● Stated task
Write out the records below word for word, please.

● Given records
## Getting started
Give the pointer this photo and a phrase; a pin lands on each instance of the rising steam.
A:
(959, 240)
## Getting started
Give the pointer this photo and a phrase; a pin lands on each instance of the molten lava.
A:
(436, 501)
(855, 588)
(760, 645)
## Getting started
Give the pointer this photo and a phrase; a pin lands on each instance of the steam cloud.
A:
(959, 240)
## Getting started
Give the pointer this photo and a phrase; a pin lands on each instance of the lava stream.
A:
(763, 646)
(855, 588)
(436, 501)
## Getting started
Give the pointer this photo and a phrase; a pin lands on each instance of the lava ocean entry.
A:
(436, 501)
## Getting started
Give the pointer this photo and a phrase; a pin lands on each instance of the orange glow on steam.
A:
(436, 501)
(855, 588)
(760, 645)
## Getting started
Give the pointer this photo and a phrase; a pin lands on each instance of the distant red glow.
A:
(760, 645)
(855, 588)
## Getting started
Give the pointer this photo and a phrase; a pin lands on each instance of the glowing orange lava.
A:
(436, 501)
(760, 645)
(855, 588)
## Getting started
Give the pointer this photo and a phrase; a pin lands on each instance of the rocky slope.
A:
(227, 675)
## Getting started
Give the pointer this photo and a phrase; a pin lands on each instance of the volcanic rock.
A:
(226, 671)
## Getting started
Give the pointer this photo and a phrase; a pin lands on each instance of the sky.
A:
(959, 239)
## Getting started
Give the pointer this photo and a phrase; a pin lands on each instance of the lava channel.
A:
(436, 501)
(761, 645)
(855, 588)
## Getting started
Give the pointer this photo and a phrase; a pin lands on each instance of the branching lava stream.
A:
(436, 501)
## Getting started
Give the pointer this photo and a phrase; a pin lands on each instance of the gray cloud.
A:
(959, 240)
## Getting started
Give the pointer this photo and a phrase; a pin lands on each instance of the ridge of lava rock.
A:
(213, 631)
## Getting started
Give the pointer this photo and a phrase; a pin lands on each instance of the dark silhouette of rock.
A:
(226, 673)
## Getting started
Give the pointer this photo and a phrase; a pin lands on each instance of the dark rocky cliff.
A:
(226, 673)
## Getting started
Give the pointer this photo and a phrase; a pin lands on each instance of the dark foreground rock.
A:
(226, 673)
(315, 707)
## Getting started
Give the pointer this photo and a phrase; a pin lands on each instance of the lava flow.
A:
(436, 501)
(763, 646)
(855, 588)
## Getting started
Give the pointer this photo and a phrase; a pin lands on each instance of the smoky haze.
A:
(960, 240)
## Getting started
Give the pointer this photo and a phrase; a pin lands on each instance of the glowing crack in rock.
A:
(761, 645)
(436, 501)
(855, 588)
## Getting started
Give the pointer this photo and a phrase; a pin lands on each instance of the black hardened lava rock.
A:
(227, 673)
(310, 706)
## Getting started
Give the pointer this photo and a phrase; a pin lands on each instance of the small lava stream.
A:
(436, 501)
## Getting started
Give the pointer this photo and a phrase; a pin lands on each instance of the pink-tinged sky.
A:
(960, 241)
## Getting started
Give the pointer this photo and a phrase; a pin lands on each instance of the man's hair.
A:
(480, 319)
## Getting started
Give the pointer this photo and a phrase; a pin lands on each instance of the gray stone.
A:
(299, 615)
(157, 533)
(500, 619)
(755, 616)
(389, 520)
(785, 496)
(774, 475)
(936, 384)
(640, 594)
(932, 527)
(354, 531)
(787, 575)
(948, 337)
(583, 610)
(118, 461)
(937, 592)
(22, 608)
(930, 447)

● Worked solution
## Getting started
Give the pointer this photo and a phrase; a pin lands on each instance of the rising steam.
A:
(959, 240)
## Getting started
Give the pointer this photo and a phrase; a pin lands on each instance of the molten lava.
A:
(436, 501)
(855, 588)
(760, 645)
## Getting started
Give the pointer this photo and a phrase; a pin lands on each instance of the steam cloud.
A:
(959, 240)
## Getting started
Give the pointer this photo and a phrase; a pin lands on each instance of the lava stream.
A:
(763, 646)
(855, 588)
(436, 501)
## Getting started
Give the pointer this photo and a phrase; a pin lands on each instance of the lava ocean entry.
A:
(436, 501)
## Getting started
Give the pointer this photo and a phrase; a pin lands on each instance of the orange glow on steam.
A:
(436, 501)
(855, 588)
(760, 645)
## Getting started
Give the pointer this photo and a phrase; a pin lands on each instance of the distant red glow.
A:
(760, 645)
(855, 588)
## Getting started
Give the pointer this photo and a phrase; a pin lands on each instance of the glowing orange lava.
A:
(436, 501)
(760, 645)
(855, 588)
## Getting started
Give the pointer this photo and a phrase; a pin lands on each instance of the rocky slope.
A:
(227, 675)
## Getting started
Give the pointer this photo and a phrase; a pin lands on each instance of the volcanic rock.
A:
(226, 671)
## Getting started
Give the pointer this photo and a phrase; a pin lands on each instance of the sky.
A:
(959, 239)
## Getting started
Give the pointer this photo and a phrase; a pin lands on each instance of the lava channel.
A:
(436, 501)
(761, 645)
(855, 588)
## Getting started
Give the pointer this photo and a phrase; a pin lands on each instance of the branching lava stream.
A:
(436, 501)
## Getting started
Give the pointer this photo and a phrase; a pin lands on each instance of the gray cloud.
A:
(959, 240)
## Getting started
Give the pointer this photo and a phrase; a pin lands on each instance of the ridge of lava rock.
A:
(213, 631)
## Getting started
Give the pointer this photo and a phrase; a pin lands on each instance of the dark silhouette of rock.
A:
(226, 673)
## Getting started
Give the pointer this photo and a phrase; a pin lands on each instance of the dark rocky cliff.
A:
(226, 673)
## Getting started
Give the pointer this photo and a phrase; a pin lands on each instance of the dark foreground rock.
A:
(226, 673)
(315, 707)
## Getting started
Give the pointer this photo and a phrase; a pin lands on each instance of the lava flow.
A:
(436, 501)
(763, 646)
(855, 588)
## Getting started
Give the pointer this photo and a phrase; a pin lands on each instance of the smoky haze.
A:
(960, 240)
## Getting started
Give the pointer this photo and a phrase; a pin lands on each instance of the glowing crack in rock.
A:
(761, 645)
(436, 501)
(855, 588)
## Getting started
Give the pointer this photo and a phrase; a pin lands on each instance of the black hardened lava rock.
A:
(227, 673)
(310, 706)
## Getting started
Give the pointer this photo and a phrase; a pin lands on each instance of the small lava stream.
A:
(436, 501)
## Getting started
Give the pointer this photo and a phrase; a pin lands on each instance of the pink-tinged sky.
A:
(960, 241)
## Getting started
Give the pointer this photo and a phrase; a pin lands on each instance of the man's hair.
A:
(480, 319)
## Getting started
Give the pointer this photo and a phrase; a pin lands on each instance of the gray stone.
A:
(299, 615)
(157, 533)
(500, 619)
(755, 616)
(389, 520)
(785, 496)
(774, 475)
(936, 384)
(640, 594)
(932, 527)
(354, 531)
(787, 575)
(948, 337)
(583, 610)
(118, 461)
(937, 592)
(22, 608)
(930, 447)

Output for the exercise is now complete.